Labeled-object pointing entries
--- BEGIN ---

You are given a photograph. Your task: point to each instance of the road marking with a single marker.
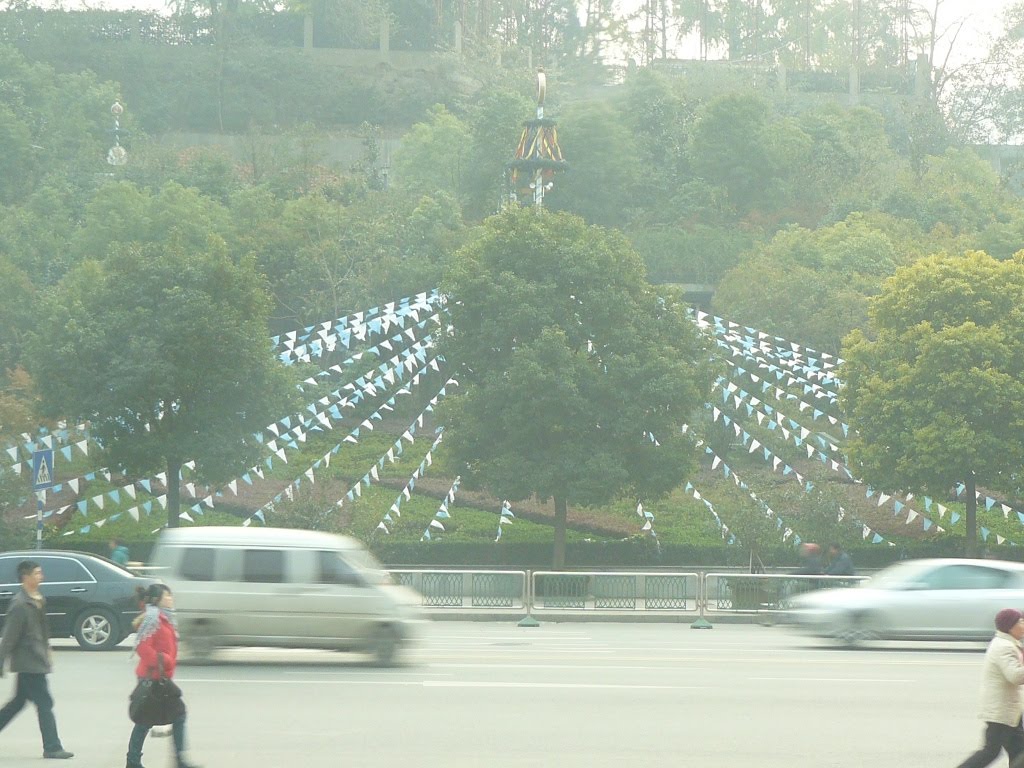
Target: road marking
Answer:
(585, 686)
(833, 680)
(454, 684)
(514, 666)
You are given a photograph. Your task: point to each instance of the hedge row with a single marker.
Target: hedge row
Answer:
(638, 553)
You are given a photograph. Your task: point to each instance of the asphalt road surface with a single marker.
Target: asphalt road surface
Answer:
(571, 695)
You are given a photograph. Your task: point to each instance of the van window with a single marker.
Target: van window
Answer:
(197, 564)
(64, 570)
(335, 570)
(263, 565)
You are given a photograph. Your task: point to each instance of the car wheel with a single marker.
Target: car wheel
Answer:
(95, 629)
(200, 642)
(385, 646)
(857, 631)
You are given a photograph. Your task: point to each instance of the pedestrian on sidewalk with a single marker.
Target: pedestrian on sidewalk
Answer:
(157, 646)
(27, 643)
(1003, 674)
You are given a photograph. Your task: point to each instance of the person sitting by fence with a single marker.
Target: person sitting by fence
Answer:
(840, 563)
(810, 559)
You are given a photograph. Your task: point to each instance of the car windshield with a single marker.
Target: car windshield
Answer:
(369, 567)
(896, 577)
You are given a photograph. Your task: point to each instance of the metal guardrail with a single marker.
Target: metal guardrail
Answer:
(627, 591)
(764, 593)
(697, 593)
(467, 589)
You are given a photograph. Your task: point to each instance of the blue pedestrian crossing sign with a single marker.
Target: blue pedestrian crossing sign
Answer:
(42, 469)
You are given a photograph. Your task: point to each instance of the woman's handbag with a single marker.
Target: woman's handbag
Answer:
(156, 701)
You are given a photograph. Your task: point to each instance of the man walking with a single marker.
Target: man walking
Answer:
(26, 641)
(1003, 674)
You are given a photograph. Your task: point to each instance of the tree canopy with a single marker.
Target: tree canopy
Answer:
(935, 389)
(163, 350)
(578, 376)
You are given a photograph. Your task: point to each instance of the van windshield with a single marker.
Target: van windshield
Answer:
(369, 566)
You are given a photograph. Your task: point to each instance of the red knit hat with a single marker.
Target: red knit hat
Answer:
(1007, 617)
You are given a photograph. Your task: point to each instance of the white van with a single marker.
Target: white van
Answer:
(283, 588)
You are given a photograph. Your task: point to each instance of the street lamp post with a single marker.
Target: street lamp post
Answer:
(117, 155)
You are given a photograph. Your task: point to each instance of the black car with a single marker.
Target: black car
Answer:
(88, 597)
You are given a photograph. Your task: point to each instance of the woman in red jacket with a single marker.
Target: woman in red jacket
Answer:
(157, 646)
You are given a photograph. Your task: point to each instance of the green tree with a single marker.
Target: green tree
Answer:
(810, 285)
(761, 159)
(604, 165)
(569, 363)
(433, 155)
(937, 396)
(165, 351)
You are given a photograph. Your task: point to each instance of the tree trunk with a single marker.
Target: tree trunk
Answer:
(972, 514)
(561, 513)
(173, 492)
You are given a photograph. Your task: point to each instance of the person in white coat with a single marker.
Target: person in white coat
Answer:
(1003, 674)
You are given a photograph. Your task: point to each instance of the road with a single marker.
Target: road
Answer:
(571, 695)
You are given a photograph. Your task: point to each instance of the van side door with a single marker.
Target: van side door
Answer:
(343, 600)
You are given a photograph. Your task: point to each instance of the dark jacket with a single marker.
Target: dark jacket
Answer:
(841, 565)
(26, 637)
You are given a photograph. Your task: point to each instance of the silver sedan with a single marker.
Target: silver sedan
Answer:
(935, 599)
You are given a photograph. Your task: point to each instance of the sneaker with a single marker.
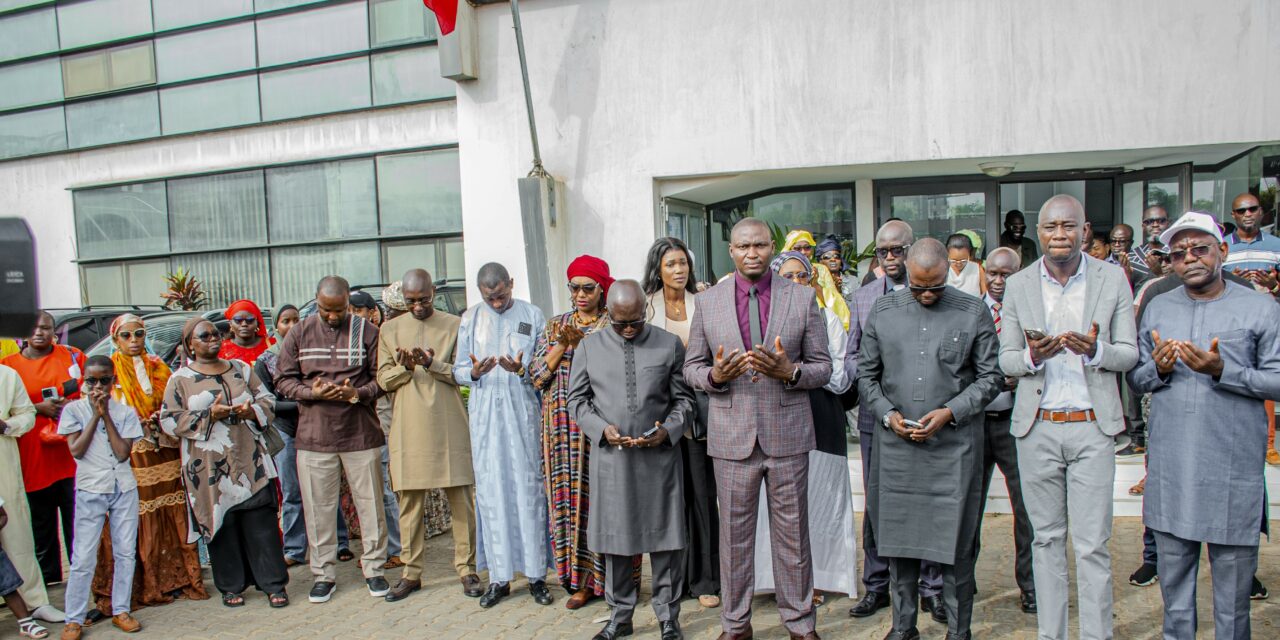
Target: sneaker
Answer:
(321, 592)
(1258, 592)
(1144, 576)
(378, 586)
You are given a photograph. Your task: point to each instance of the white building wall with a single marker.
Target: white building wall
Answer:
(37, 188)
(627, 91)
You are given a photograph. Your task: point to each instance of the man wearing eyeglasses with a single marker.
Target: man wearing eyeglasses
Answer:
(892, 242)
(629, 396)
(928, 369)
(1208, 350)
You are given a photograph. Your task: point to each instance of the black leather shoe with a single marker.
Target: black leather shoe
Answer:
(1028, 602)
(540, 594)
(937, 609)
(869, 604)
(671, 630)
(613, 630)
(910, 634)
(494, 594)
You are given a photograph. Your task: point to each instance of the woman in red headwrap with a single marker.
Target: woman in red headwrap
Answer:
(248, 333)
(565, 449)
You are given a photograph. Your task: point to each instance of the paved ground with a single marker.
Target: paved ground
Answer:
(440, 612)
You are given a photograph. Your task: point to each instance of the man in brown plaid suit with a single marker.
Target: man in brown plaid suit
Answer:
(757, 344)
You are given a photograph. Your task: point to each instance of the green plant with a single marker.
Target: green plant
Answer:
(183, 291)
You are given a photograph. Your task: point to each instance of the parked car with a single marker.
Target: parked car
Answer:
(164, 333)
(451, 297)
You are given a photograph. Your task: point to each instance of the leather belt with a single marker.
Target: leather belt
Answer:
(1069, 416)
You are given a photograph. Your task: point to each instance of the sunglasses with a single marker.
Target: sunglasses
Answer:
(896, 251)
(1179, 255)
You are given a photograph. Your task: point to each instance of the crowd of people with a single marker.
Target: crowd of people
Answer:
(700, 424)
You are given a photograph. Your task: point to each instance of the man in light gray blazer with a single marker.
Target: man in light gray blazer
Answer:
(1068, 329)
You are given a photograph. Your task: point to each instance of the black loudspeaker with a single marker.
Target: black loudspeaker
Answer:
(18, 304)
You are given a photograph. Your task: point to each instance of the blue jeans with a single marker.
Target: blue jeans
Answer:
(91, 512)
(293, 524)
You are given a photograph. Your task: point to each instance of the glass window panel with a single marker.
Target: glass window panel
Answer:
(210, 105)
(410, 74)
(321, 201)
(218, 211)
(420, 192)
(28, 33)
(400, 21)
(32, 132)
(103, 21)
(316, 33)
(315, 90)
(400, 257)
(296, 270)
(229, 275)
(122, 220)
(31, 83)
(113, 119)
(183, 13)
(206, 53)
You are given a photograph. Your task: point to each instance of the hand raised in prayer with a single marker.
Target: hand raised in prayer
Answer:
(1208, 362)
(1082, 344)
(728, 368)
(1165, 353)
(480, 368)
(772, 362)
(512, 364)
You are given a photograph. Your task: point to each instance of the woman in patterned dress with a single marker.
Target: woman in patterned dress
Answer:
(167, 565)
(565, 449)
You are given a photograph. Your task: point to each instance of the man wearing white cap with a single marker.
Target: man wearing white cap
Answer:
(1207, 351)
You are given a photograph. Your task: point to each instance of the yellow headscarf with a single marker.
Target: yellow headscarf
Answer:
(831, 297)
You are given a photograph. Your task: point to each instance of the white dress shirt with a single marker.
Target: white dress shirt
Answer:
(1065, 388)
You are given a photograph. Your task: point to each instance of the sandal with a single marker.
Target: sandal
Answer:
(28, 627)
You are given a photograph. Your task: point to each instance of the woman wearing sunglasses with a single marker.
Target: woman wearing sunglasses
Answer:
(165, 563)
(219, 408)
(565, 449)
(831, 510)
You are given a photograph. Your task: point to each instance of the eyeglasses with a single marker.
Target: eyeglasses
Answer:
(882, 252)
(1179, 255)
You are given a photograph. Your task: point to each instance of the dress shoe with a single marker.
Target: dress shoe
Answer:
(471, 586)
(494, 594)
(933, 604)
(670, 630)
(126, 622)
(613, 630)
(869, 604)
(402, 589)
(542, 595)
(1028, 602)
(910, 634)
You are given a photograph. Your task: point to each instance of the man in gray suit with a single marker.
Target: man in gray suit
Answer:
(1068, 329)
(757, 344)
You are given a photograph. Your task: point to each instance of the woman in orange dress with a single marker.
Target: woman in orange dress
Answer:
(167, 566)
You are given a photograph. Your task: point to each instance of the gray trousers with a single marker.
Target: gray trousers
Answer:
(958, 585)
(1233, 567)
(1068, 476)
(621, 590)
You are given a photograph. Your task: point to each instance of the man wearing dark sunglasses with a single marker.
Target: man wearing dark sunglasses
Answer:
(629, 396)
(1208, 351)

--- END ---

Starting from the line with "headscarf with a single marker." and ending with the final line of the data, quote every line exactly, both ends included.

You are given a photograph. Your task: point to each instance of the yellow headscarf with a single marker.
Target: yellow headscarf
Answer:
(831, 297)
You are given a photograph. Your task: point to each instance of the white dress shirt with a single marker.
Target: white dress shirt
Answer:
(1065, 388)
You are given a photograph. Your task: point to each instance of the sandal with a single marker.
Target: sandal
Answer:
(28, 627)
You are given a photograph. Your task: point to each instance of the woman wearing sunglasses with a single marker.
Target: woman wearing sunglasses
Answer:
(165, 563)
(219, 408)
(565, 449)
(831, 510)
You are given a photograph. Your task: point to each instance of the eyeglasses with a single marker.
Target: eyeglasses
Answer:
(882, 252)
(1179, 255)
You are given a photograph. Your task: point to each instance of the dress shoe with a single marker.
Target: dress shoe
Answer:
(471, 586)
(494, 594)
(933, 604)
(670, 630)
(126, 622)
(613, 630)
(869, 604)
(402, 589)
(542, 595)
(1028, 602)
(910, 634)
You are given a photograph. Your task: point to each instance of the man in gray suit with a single marker.
Target: man in gray suit
Answer:
(1068, 329)
(757, 344)
You are given a photograph. Your task: point to each instance of the woman in orange dress with a single marker.
Target: woman in orange dress
Answer:
(167, 566)
You are given a photograph. Your task: point to each instance of the gray trousers with a single marker.
Target: gray trousers
Answer:
(958, 585)
(1233, 567)
(1068, 476)
(621, 590)
You are given a photograph. Your task: point to each instance of the man wearing dark sunglasses with a single marker.
Target: man wearing dark sunglasses
Answer:
(629, 396)
(1208, 351)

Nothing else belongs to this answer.